** Begin EXERCISE MATERIALS **

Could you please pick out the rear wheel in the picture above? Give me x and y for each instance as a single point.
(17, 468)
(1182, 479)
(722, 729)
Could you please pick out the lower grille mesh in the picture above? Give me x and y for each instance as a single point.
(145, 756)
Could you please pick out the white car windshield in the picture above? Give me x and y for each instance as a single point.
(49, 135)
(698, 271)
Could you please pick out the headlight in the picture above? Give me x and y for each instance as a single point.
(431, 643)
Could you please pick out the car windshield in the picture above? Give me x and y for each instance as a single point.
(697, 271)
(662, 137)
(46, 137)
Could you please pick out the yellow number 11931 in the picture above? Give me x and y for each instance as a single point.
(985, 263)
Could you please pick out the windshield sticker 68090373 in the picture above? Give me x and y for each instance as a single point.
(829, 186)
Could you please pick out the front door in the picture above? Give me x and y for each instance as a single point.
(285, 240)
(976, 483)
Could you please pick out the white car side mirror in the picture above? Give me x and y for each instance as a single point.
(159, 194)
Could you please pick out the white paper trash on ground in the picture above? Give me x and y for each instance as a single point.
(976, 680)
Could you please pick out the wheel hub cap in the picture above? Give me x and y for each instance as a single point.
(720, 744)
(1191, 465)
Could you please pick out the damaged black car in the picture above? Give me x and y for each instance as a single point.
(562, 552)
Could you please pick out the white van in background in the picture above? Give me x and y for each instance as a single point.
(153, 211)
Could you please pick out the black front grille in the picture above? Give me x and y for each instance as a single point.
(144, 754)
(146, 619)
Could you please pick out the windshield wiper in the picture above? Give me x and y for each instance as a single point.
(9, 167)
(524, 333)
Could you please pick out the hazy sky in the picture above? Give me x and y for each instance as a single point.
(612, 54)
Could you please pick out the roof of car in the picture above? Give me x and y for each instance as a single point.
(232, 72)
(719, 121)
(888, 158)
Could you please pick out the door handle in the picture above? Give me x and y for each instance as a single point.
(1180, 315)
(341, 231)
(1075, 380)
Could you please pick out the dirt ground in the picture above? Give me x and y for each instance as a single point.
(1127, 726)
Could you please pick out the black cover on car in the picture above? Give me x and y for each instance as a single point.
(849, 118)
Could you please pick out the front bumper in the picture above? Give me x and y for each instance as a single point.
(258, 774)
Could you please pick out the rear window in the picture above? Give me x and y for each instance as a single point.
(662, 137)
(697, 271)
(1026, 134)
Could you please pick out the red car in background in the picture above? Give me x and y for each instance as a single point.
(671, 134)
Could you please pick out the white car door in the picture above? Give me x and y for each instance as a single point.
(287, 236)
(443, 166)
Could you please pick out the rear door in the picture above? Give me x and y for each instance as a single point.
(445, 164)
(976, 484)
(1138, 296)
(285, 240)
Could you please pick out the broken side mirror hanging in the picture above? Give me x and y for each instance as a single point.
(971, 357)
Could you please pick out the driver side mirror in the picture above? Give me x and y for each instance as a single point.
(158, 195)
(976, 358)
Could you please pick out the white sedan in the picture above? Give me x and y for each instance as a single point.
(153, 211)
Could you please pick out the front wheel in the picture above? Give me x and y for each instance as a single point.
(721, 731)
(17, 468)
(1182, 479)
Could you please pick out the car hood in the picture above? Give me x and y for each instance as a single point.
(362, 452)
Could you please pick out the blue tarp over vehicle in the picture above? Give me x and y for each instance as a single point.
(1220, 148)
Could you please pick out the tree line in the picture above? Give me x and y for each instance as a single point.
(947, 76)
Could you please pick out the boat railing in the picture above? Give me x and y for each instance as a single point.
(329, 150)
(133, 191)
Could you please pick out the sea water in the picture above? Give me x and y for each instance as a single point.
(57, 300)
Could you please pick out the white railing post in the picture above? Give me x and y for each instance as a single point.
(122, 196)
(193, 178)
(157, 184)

** End EXERCISE MATERIALS **

* [DIRECTIONS FOR THIS TASK] From the line holding "Could you please pick out the front wheel" through the last line above, reproduce each line exactly and add nothing.

* [SOLUTION FOR THIS TASK]
Could you please pick out the front wheel in the picture above? Give me x and y for each instance as a single point.
(721, 731)
(17, 468)
(1182, 479)
Could you please pick out the car hood in the picture above? Give me x and y for each instance as a single point.
(362, 452)
Could you please pick out the blue tarp over vehicle in the picture above? Give me x and y for each instance as a single point.
(1220, 148)
Could you please pick out the tree line in the picture above? Give me x and y for each instance as a single point.
(947, 76)
Could you please pick out the boat railing in the picture above? Give me x and y for each instance as a single point.
(329, 150)
(133, 191)
Could you please pick out the sea water in the picture above? Give me x and y for each instance as a single point.
(57, 300)
Could you please pick out the white railing post in the picture above? Give me x and y for each instance as a single point.
(122, 196)
(193, 178)
(157, 184)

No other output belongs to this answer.